What to do –
Among the lines below, a stretch begins at the one with "Target: stacked can pyramid" and ends at the one with "Spot the gold". Repeat that stretch exactly, ends included.

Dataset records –

━━━━━━━━━━━━━━━━

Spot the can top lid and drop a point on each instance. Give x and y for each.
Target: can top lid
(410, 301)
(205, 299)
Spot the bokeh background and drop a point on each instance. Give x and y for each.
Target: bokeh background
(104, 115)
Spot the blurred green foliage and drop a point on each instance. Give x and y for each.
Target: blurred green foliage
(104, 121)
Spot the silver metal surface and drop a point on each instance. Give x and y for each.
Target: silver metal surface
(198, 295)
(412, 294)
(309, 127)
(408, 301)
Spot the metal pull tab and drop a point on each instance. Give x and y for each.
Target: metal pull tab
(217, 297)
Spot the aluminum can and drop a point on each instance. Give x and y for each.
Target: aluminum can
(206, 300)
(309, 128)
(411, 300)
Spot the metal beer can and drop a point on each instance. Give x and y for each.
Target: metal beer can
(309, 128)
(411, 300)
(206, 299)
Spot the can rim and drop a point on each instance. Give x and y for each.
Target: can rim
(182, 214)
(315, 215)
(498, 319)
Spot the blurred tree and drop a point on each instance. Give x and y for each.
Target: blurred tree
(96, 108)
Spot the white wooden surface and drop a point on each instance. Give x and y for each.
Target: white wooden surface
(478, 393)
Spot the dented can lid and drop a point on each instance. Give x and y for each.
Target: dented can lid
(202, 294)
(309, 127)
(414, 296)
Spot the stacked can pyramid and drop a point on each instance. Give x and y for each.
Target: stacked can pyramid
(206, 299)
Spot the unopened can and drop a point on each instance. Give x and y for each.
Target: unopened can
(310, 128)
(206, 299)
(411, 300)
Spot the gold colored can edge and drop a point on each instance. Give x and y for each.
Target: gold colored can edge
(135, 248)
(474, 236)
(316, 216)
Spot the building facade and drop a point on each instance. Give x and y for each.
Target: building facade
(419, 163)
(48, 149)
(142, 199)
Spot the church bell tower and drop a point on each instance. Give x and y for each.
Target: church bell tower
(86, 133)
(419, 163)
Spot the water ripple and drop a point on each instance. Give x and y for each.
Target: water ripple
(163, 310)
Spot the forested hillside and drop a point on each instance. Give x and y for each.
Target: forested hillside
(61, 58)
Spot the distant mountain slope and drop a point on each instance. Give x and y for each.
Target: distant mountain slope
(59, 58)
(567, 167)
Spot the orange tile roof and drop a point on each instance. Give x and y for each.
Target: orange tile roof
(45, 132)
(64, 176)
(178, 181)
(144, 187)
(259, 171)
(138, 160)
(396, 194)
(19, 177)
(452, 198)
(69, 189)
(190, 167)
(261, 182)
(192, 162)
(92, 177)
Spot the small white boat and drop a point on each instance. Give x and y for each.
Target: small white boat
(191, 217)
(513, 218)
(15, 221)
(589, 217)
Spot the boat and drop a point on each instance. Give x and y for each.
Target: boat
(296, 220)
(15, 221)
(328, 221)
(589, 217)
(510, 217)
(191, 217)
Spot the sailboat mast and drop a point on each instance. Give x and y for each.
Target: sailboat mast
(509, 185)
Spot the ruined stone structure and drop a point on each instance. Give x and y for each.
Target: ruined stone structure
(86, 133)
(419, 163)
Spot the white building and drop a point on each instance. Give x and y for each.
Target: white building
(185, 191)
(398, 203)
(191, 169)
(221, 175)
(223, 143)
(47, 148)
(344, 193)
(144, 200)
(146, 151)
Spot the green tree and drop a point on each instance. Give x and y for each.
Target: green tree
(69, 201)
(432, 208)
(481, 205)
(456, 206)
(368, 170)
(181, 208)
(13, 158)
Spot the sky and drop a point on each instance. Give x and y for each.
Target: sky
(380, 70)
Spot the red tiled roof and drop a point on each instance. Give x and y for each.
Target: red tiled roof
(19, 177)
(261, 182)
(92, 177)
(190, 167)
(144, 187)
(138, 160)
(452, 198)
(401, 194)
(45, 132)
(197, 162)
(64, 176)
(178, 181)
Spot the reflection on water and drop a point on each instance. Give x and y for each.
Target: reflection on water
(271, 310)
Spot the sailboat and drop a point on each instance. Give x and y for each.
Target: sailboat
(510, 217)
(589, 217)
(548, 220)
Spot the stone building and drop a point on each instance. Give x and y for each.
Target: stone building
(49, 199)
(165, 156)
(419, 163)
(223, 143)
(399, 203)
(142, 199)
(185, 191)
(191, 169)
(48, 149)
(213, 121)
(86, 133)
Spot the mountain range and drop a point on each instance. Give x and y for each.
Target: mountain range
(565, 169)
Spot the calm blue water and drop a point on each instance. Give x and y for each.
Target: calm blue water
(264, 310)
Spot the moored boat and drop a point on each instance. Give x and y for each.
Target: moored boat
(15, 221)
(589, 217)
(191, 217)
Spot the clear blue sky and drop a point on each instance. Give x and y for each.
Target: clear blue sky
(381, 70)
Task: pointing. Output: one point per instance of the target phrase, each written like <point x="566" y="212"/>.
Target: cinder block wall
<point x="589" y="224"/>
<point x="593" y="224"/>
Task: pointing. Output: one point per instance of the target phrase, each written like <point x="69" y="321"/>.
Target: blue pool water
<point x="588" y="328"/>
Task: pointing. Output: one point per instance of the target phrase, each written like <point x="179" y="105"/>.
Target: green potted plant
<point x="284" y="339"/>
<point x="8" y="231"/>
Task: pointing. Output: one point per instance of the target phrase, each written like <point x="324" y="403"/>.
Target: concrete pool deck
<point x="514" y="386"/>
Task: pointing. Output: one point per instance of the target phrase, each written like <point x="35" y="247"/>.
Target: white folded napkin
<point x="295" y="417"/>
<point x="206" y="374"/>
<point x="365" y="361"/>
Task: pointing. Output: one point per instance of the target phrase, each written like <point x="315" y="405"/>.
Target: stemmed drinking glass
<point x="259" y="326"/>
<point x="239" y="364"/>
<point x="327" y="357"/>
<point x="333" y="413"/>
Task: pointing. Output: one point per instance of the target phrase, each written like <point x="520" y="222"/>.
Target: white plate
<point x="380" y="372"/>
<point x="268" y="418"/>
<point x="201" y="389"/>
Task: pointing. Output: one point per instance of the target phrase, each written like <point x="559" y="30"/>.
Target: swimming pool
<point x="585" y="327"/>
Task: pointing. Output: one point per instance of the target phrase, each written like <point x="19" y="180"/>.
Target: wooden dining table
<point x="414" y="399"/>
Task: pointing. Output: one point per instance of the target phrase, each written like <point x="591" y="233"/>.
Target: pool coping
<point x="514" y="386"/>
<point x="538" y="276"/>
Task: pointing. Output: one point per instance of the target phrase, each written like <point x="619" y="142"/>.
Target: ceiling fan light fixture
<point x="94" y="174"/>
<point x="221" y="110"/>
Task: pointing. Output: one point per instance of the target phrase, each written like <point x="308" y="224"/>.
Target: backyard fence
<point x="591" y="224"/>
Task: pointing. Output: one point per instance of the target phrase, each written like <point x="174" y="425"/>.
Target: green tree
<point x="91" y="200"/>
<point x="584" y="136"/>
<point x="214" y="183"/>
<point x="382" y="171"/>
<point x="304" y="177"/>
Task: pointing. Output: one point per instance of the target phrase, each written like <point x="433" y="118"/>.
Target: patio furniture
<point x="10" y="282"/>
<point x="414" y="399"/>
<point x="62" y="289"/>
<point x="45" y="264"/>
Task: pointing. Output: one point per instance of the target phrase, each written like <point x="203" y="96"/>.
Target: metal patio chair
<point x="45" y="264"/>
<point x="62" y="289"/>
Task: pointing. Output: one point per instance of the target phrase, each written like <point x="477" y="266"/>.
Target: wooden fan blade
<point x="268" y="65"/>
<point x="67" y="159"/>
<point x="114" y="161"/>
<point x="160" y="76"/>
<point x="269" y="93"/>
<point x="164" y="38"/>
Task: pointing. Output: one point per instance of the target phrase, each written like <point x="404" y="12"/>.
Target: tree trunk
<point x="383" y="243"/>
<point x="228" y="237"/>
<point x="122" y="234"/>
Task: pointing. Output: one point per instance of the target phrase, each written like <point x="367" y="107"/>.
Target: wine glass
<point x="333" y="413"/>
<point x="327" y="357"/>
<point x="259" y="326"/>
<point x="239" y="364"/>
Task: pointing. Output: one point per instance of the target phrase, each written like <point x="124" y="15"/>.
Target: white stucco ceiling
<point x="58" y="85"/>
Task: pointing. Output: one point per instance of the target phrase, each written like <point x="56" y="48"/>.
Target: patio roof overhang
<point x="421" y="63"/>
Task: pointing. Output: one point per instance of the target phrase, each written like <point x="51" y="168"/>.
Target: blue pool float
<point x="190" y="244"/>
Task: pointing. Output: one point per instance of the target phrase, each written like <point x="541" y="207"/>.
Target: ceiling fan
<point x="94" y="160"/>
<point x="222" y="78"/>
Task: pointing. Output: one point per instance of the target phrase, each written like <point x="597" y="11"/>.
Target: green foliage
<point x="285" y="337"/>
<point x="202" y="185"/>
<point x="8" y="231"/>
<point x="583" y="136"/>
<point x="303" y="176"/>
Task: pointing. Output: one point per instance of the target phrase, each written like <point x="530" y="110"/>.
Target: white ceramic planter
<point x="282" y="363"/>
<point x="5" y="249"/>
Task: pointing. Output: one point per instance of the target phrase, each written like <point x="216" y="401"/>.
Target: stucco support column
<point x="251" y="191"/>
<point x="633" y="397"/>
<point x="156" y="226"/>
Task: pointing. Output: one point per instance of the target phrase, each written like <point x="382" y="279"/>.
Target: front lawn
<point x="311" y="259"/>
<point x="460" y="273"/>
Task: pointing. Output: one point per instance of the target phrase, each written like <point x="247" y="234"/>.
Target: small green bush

━━━━━━━━━━━━━━━━

Solution –
Target: stacked can pyramid
(206, 299)
Spot the unopened can and drop a point on each instance. Give x and y for each.
Target: unopened can
(310, 128)
(206, 299)
(411, 300)
Spot the gold colored can edge and drop a point on each instance. Give x and y for each.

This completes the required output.